The available high-resolution climate data sets span the period from January 1970 to December 2013. ANUClimate incorporates several new features such as improved background-anomaly interpretation and a new “proximity to coast” modifier, which captures the marine perturbation of daily minimum and maximum temperature. This means that temperature and both positive and zero rainfall can be effectively interpolated by the thin plate splines method, which has adaptive capacities. Therefore, monthly mean are topographically corrected and yield influence of atmospheric processes and terrain.

The model includes two Digital Elevation Models with differing spatial complexity derived from GEODATA9 second DEM version 3 to support modelling of surface climate and related earth surface processes for the Australian continent.

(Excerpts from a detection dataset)
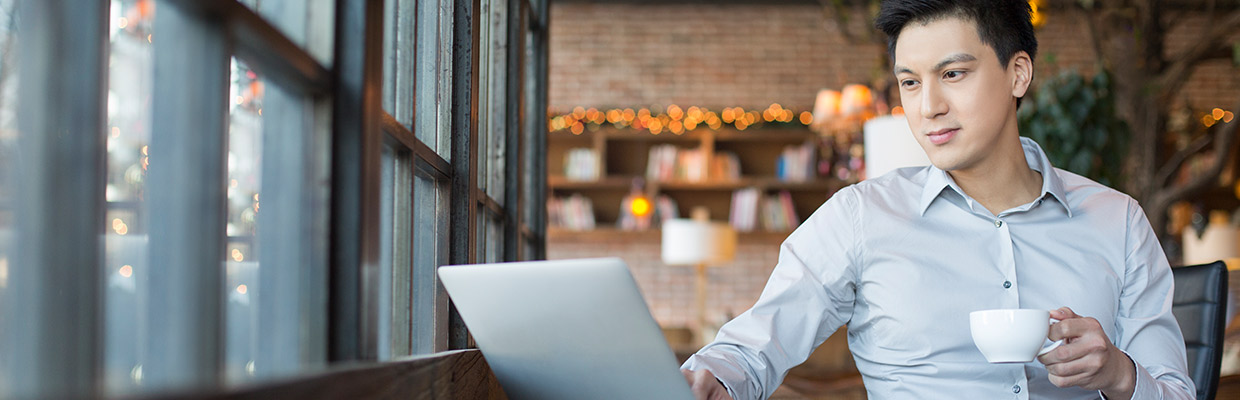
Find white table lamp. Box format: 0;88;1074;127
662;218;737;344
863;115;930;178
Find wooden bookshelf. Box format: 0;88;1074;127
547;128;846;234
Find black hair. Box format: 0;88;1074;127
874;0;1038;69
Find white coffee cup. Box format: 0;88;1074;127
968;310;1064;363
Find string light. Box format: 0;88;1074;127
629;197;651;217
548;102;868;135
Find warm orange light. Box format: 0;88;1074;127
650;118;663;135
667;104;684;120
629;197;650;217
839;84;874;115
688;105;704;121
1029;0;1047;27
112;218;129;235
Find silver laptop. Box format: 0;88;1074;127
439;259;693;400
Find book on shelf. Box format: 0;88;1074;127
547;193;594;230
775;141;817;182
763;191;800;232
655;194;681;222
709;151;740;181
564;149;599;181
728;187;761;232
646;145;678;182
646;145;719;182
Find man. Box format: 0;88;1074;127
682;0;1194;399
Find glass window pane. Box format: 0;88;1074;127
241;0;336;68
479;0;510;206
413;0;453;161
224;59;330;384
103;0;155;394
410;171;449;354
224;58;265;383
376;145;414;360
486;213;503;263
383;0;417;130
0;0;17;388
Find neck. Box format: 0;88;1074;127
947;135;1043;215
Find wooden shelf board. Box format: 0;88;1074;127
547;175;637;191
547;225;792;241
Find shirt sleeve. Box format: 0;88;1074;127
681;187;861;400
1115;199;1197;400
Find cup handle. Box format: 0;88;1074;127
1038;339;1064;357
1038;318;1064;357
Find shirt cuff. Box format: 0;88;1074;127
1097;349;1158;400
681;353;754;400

- **EXERCISE REQUIREMENTS**:
**a)** According to the ANUClimate text, what period do the available high-resolution climate data sets cover?
**b)** Extend the ANUClimate text with a few sentences that pick up after its last sentence.

- **REPLIES**:
**a)** January 1970 to December 2013.

**b)**
Most climate values have been modelled by expressing each value as a normalised anomaly with respect to the gridded 1976-2005 mean. These means and anomalies were all interpolated by trivariate thin plate smoothing spline functions of longitude, latitude and vertically exaggerated elevation using ANUSPLIN Version 4.5, with additional dependences on proximity to the coast for the temperature and vapour pressure variables. Station elevations for the gridded temperature and vapour pressure variables were obtained from 0.01° local averages of grid values from the GEODATA 9 second DEM version 3. Station elevations for the gridded rainfall and pan evaporation variables were obtained from 0.05° local averages of grid values from the GEODATA 9 second DEM version 3. 

Monthly temperature estimates are improved by around 25% and precipitation estimates by 7-15% compared to Jones et al. (2009) RMSE cross-validation. However, the model makes no further improvement on accuracy below the 1km resolution.

The main aim of this project is to support the modelling of the spatial distributions of plants and animals, to make long-term estimates of land surface processes for assessment of agriculture and biodiversity, and to provide a baseline for the assessment of the impacts of projected climate change.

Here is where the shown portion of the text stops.